RECORD SET
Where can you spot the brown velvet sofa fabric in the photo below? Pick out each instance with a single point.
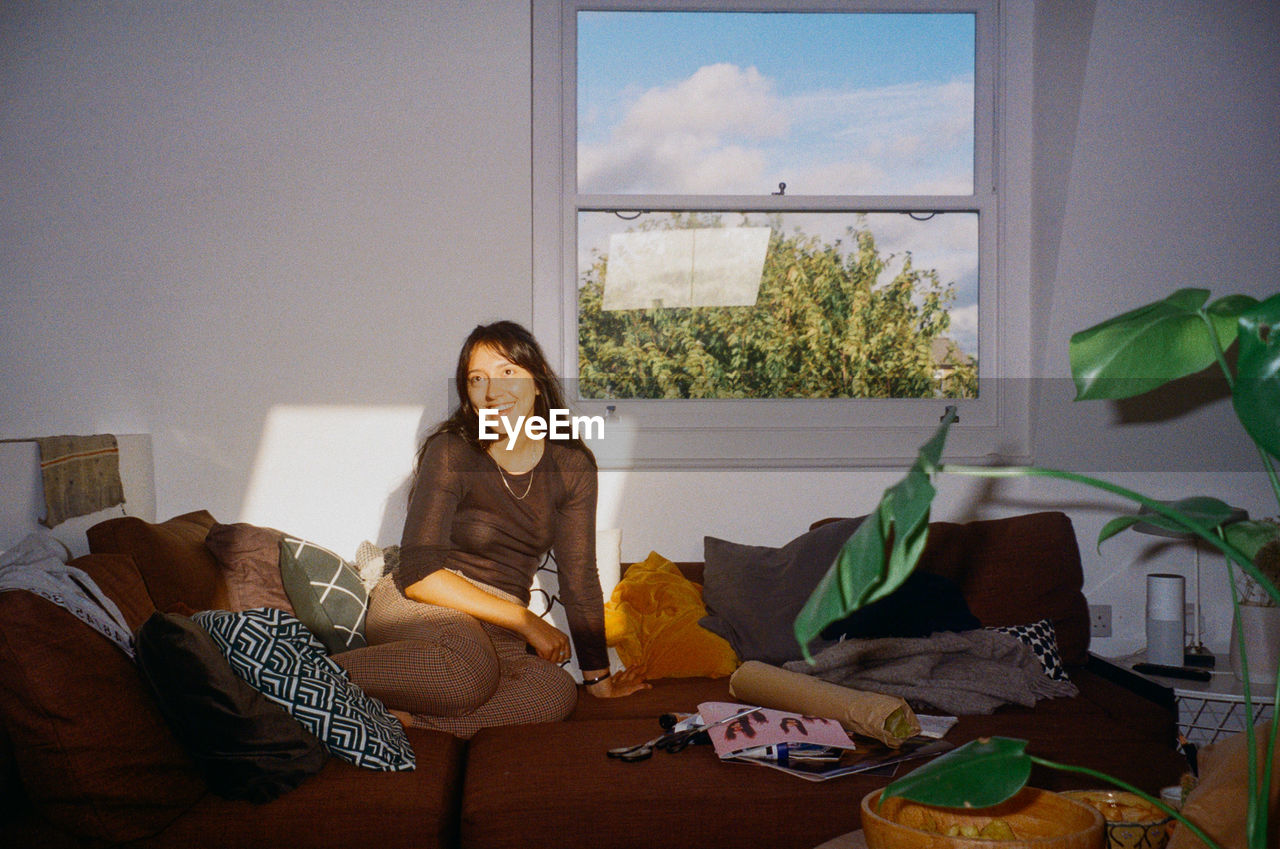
(547, 785)
(91, 747)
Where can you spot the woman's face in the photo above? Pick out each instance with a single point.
(497, 383)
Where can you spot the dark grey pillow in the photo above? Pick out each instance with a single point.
(245, 745)
(753, 593)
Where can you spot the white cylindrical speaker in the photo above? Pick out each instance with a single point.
(1166, 602)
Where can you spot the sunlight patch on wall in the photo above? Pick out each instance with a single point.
(334, 474)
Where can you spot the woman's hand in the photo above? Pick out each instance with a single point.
(549, 643)
(621, 683)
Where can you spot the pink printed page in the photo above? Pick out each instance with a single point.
(767, 727)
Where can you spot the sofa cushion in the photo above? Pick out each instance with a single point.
(1016, 570)
(275, 653)
(685, 800)
(652, 620)
(753, 593)
(92, 749)
(246, 745)
(327, 593)
(118, 576)
(250, 557)
(1217, 803)
(170, 557)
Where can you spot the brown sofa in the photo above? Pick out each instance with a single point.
(86, 758)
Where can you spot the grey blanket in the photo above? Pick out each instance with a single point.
(958, 672)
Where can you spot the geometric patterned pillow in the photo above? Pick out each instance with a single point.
(282, 658)
(327, 593)
(1042, 639)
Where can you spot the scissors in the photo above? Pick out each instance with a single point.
(672, 742)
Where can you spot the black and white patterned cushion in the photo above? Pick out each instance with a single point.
(1042, 639)
(280, 657)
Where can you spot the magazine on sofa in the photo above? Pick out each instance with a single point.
(808, 747)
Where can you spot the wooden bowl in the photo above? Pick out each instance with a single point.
(1038, 818)
(1132, 821)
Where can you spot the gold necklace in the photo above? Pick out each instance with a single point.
(503, 475)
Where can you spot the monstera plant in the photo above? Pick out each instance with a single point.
(1121, 357)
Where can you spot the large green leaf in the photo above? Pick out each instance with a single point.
(1257, 379)
(977, 775)
(882, 552)
(1249, 535)
(1137, 351)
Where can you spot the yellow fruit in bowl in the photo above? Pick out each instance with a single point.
(1132, 821)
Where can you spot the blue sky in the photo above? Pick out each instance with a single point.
(735, 103)
(620, 50)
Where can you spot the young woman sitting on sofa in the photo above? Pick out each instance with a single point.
(453, 644)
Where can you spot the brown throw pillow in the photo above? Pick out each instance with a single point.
(170, 556)
(1217, 803)
(250, 557)
(94, 753)
(246, 745)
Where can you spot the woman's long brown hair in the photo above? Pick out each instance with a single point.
(519, 347)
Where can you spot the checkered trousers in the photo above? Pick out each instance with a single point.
(451, 670)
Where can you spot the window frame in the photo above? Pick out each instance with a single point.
(789, 432)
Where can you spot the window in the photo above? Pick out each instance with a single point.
(784, 237)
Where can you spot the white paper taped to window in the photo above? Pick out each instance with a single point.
(712, 266)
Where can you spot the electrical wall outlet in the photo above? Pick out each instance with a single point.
(1100, 620)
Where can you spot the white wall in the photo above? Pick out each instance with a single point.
(259, 232)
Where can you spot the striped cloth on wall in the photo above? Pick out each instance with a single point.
(81, 475)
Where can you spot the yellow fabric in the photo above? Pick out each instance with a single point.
(652, 621)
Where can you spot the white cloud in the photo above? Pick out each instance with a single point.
(725, 129)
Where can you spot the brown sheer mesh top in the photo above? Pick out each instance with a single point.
(464, 517)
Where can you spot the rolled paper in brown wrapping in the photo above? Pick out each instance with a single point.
(887, 719)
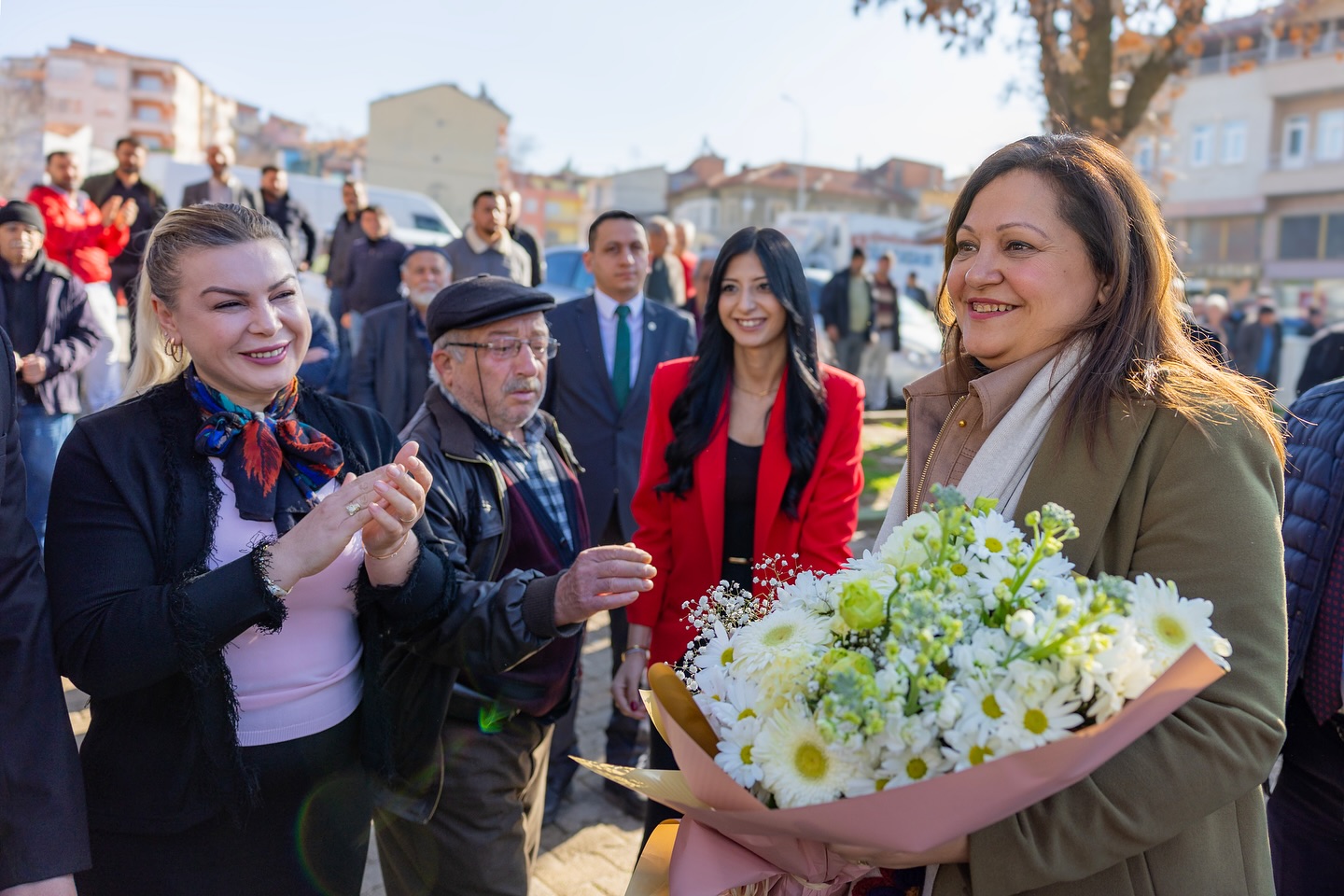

PROBLEM
Set the records down again precisely, skipping every image.

ANSWER BOX
Where can you spot the brown velvet sofa fabric in the photo below? Pick out each instance with a single point.
(547, 785)
(91, 747)
Where can you spot the woman's face in the photo above? Pick out each instance with a single point.
(497, 383)
Where can you spot the dark grey pillow in the photo above? Pick out each instance with a single point.
(245, 745)
(753, 593)
Where can you spot the white cylindrical speaker in the photo above? Pick out each instance with a single point.
(1166, 602)
Where can you spot the sunlight patch on wall in the photo above? Pick out each instance with a single point.
(334, 474)
Where can you spot the woman's hand in the photo above? Pick out each instance with a single point.
(549, 643)
(621, 683)
Where can you spot the pink printed page in the photo above? Pick out each instance with a single point.
(767, 727)
Where can you spot the sofa cushion in the photo above? Pick out each instance with a single point.
(1016, 570)
(275, 653)
(685, 800)
(652, 620)
(753, 593)
(92, 749)
(246, 745)
(327, 593)
(118, 576)
(250, 557)
(1217, 803)
(170, 557)
Where can you spot the brown sofa in the photo above? Pick out each instance with a single point.
(86, 758)
Where can you spot the grey blanket in the photo above? Pick out each instance with a single point.
(958, 672)
Where can you spot the geometric patterned pillow in the photo above? Pick out each instance with a single point.
(282, 658)
(327, 593)
(1042, 639)
Where can you spot the scissors in the photo above? Pick out each instance with a single point.
(672, 742)
Where can you spot the black and white patterned cushion in the photo above? Pick out each instance with a single point.
(1042, 639)
(280, 657)
Where can you spot the magazine on sofa in the photo above? Pick out each instance with a single point.
(808, 747)
Where can you spot the wooden bowl in the photo above? Pick out each instance with a single point.
(1038, 818)
(1132, 821)
Where can you spot the gold necklace in the photo above? Pick out each instance with a single point.
(503, 475)
Where can you spot the monstera plant in the photo above? Pick out each instance with a single point.
(1121, 357)
Where can you spot the large green leaf in the photo above? Pick out each instance with a single point.
(1257, 379)
(977, 775)
(882, 552)
(1249, 535)
(1137, 351)
Where can you spot the yellow fruit in bowl in the photo above? Pick out each instance with a single point.
(1132, 821)
Where can you spot the blue sky in the photo above? Pick out each instance with a single point.
(735, 103)
(620, 50)
Where can you spot the young woman sitting on sofa in the photo above? Pick out each instance with a single point.
(453, 644)
Where can you spot the brown throw pillow in the photo above? Pick out each instance with a single point.
(170, 556)
(1217, 803)
(250, 557)
(94, 753)
(246, 745)
Where can you spot the woman's long brown hair in the photo above? Pick out each instance with a single point.
(519, 347)
Where can you spot the checkered trousers in the photo above? Pick out each instance with a single point.
(451, 670)
Where can you spot the window frame in the photo above? Pick out each instance with a single point.
(789, 432)
Where can you spot the window in the photo above? Pick out each instance with a single point.
(784, 237)
Where can you spot the white paper taped to window in the photo above? Pick out each instance with a single point.
(712, 266)
Where can you spot the electrical wall outlet in the photo above? Pick out each instance with a single point.
(1100, 620)
Where can you spot the white wall in the photo above? Pick out each instance with a single point.
(259, 232)
Where can you spot the striped cloth on wall in the photo above? Pick out each instance with a single point.
(81, 475)
Where can you spot the yellow fabric in the photo above? Pick out each instance with a single point.
(652, 621)
Where can you spot the white cloud in the photo above? Pick out each instance with a single point.
(725, 129)
Where can you spot the brown sheer mesh top in the photo above? Pick out each instance with a single point.
(464, 517)
Where can you spot the rolled paper in brown wrapping in the photo above? Pick out each instance with a single point.
(887, 719)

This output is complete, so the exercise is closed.